◆ **WHAT IS EXPECTED**:
Retype each record below word for word. Leave the pictures out.
** start RECORDS TO USE **
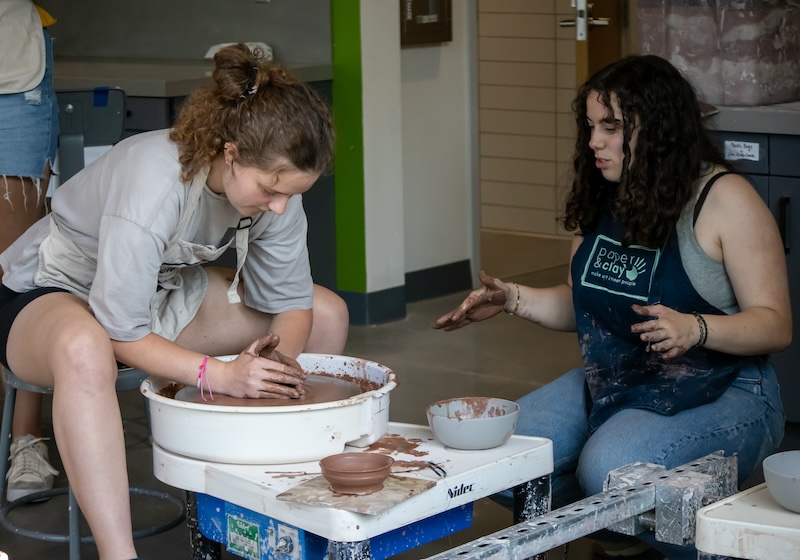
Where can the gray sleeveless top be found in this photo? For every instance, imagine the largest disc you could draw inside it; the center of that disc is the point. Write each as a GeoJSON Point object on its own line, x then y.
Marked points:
{"type": "Point", "coordinates": [707, 275]}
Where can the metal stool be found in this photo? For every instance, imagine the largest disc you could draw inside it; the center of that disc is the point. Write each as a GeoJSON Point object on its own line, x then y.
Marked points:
{"type": "Point", "coordinates": [127, 379]}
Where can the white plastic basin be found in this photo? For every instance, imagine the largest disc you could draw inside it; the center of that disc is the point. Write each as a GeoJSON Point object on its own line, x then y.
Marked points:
{"type": "Point", "coordinates": [279, 434]}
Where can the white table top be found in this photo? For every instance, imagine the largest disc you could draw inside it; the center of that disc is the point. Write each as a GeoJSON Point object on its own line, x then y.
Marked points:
{"type": "Point", "coordinates": [255, 487]}
{"type": "Point", "coordinates": [749, 525]}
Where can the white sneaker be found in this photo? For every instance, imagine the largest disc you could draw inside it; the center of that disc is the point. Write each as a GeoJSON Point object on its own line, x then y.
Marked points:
{"type": "Point", "coordinates": [29, 471]}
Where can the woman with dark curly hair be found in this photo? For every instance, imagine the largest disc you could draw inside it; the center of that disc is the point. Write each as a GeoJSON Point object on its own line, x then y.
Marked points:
{"type": "Point", "coordinates": [677, 289]}
{"type": "Point", "coordinates": [115, 272]}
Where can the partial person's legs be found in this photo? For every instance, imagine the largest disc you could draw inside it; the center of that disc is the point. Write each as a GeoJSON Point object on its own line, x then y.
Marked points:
{"type": "Point", "coordinates": [557, 411]}
{"type": "Point", "coordinates": [746, 420]}
{"type": "Point", "coordinates": [56, 342]}
{"type": "Point", "coordinates": [331, 323]}
{"type": "Point", "coordinates": [22, 204]}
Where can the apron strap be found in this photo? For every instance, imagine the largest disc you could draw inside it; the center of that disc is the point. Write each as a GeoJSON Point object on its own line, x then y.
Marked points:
{"type": "Point", "coordinates": [242, 241]}
{"type": "Point", "coordinates": [702, 198]}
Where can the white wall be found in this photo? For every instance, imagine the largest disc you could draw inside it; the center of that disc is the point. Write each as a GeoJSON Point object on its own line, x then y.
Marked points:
{"type": "Point", "coordinates": [383, 146]}
{"type": "Point", "coordinates": [439, 146]}
{"type": "Point", "coordinates": [419, 146]}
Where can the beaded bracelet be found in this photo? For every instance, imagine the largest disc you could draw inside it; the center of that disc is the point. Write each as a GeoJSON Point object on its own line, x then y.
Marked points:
{"type": "Point", "coordinates": [200, 377]}
{"type": "Point", "coordinates": [701, 323]}
{"type": "Point", "coordinates": [516, 305]}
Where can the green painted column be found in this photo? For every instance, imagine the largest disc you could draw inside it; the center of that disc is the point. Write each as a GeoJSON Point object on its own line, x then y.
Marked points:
{"type": "Point", "coordinates": [351, 259]}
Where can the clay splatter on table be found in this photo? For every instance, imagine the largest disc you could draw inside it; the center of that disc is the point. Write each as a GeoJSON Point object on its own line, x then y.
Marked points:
{"type": "Point", "coordinates": [395, 443]}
** end RECORDS TO USE **
◆ **TASK RESULT**:
Where can the gray sleeveless top be found in this photo? For every instance, imagine the largest disc you could draw inside it; the center of that disc is the point. Write each as a GeoJSON Point object on its own line, x then y.
Marked points:
{"type": "Point", "coordinates": [707, 275]}
Where can the metal stool be found in this photo? For every instance, imagine the largest disc you could draw inside it; the center of that disc is the point. Write each as a GeoJSON Point object on its own line, x then y.
Marked points:
{"type": "Point", "coordinates": [127, 379]}
Where can the white plastic basin be found in this photo? For every instance, imagine the largest disc you could draw inside it; the center of that disc is the point. Write each as a GeoJSON Point object on its own line, x then y.
Marked points:
{"type": "Point", "coordinates": [279, 434]}
Where can the white table top be found in this photo? For every instance, imagine the largest disc you could draw inside it; the center of that disc is the point. Write each as a GeoJSON Point object on its own line, x then y.
Marked points:
{"type": "Point", "coordinates": [255, 487]}
{"type": "Point", "coordinates": [749, 525]}
Where can the white sneaker be found in this photo? For every instance, imagine the largest disc you could draw inside it; the center of that disc is the point. Write each as a GeoJSON Point object on its own line, x then y.
Marked points:
{"type": "Point", "coordinates": [29, 471]}
Where can the woman with dark curly hair be found in this photo? For every instance, imagine the largest disc you could draw inside it; the center of that disc is the point. Write each as a GeoJSON Point object on its own line, x then y.
Marked points:
{"type": "Point", "coordinates": [677, 289]}
{"type": "Point", "coordinates": [115, 272]}
Where can the partial person's legs be found in this photo? For every instance, imagine the largest disc you could draw inside it; the center of that disc is the point. Write each as a GeoJSON Point object on its own line, x then y.
Marked points:
{"type": "Point", "coordinates": [557, 411]}
{"type": "Point", "coordinates": [746, 420]}
{"type": "Point", "coordinates": [56, 342]}
{"type": "Point", "coordinates": [331, 323]}
{"type": "Point", "coordinates": [22, 204]}
Where can the apron strap be found in this photo? For every instance, imagine the largest disc you could draw inside it; the center of that disc is the point. Write each as a GeoJSON Point object on its own line, x then y.
Marked points:
{"type": "Point", "coordinates": [242, 241]}
{"type": "Point", "coordinates": [702, 198]}
Where can the white wall be found in this photo? For every instance, imagine the largest disc you could draw inside it; the center of that disc is the point. Write each as a GeoJSON Point object on its own line, x then y.
Marked points:
{"type": "Point", "coordinates": [383, 146]}
{"type": "Point", "coordinates": [439, 146]}
{"type": "Point", "coordinates": [419, 146]}
Where can the beaded bracelet be found in this photo? For every instance, imagine the largest disc you could draw inside it; the center of that disc is the point. Write each as a GeoJSON Point object on its own line, x then y.
Marked points:
{"type": "Point", "coordinates": [200, 377]}
{"type": "Point", "coordinates": [701, 323]}
{"type": "Point", "coordinates": [516, 305]}
Where can the green painted column be found in this photo? For every instance, imagine the largest disc you could draw inside it; the center of that disc is the point. Write each as a GeoJSON Point object on its own line, x then y.
Marked points:
{"type": "Point", "coordinates": [351, 259]}
Where can the clay splatter on table be found in this photo? For every instance, imagine the largest disc you could draw inside it; the center of that disc is the point. Write each as a GeoJSON Point object on its own line, x then y.
Marked points:
{"type": "Point", "coordinates": [395, 443]}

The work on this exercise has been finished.